Texto de leitura ▸
+++
Com a pandemia, as encomendas de novas aeronaves foram canceladas ou postergadas, o que vai destruir o fluxo de caixa da companhia. 
 
O projeto do NMA também foi adiado sabe-se lá pra quando e, portanto, a absorção do pool de engenheiros deixou de ser uma necessidade iminente.
 
Isso sem falar na novea do ‘Mad MAX’.  Desde agosto de 2019 a Boeing mantém mais de 380 aeronaves 737 Max no solo. Cada avião destes, parado, custa à empresa cerca de US$ 100 milhões em manutenção e treinamento não vendidos por ano (fora os processos), uma hemorragia de caixa de “apenas” US$ 38 bilhões. (A capitalização de mercado da Boeing hoje é de US$ 80 bilhões). 
 
Pelo quê a Embraer deve brigar?
 
A resposta curta é: por tudo. A Embraer gastou cerca de US$ 500 milhões em custos da transação, em boa parte para separar por completo o negócio de aviação civil, no qual a Boeing ficaria dona de 80%. 
 
Antes da assinatura do negócio, a Embraer vendia e entregava pelo menos seis aviões por mês. De janeiro até a agora, a Embraer entregou apenas 6 contra pelo menos 30 que deveriam ter sido entregues, um lucro cessante de pelo menos US$ 300 milhões.
+++
Material de apoio ▸
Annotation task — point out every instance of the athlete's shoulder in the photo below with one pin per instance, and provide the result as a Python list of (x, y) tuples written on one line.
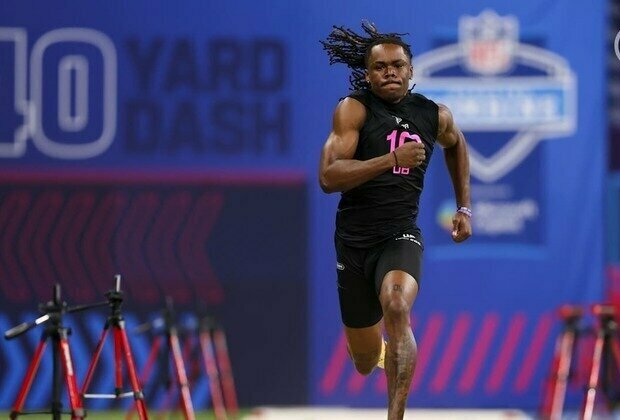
[(422, 100), (361, 95)]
+++
Sobre a tarefa ▸
Reescreva o trecho do texto de leitura começando em "Isso sem falar" e terminando em "de US$ 80 bilhões).", trocando "aeronaves" por "aviões". As linhas acima não são necessárias.

Resposta ▸
Isso sem falar na novea do ‘Mad MAX’.  Desde agosto de 2019 a Boeing mantém mais de 380 aviões 737 Max no solo. Cada avião destes, parado, custa à empresa cerca de US$ 100 milhões em manutenção e treinamento não vendidos por ano (fora os processos), uma hemorragia de caixa de “apenas” US$ 38 bilhões. (A capitalização de mercado da Boeing hoje é de US$ 80 bilhões).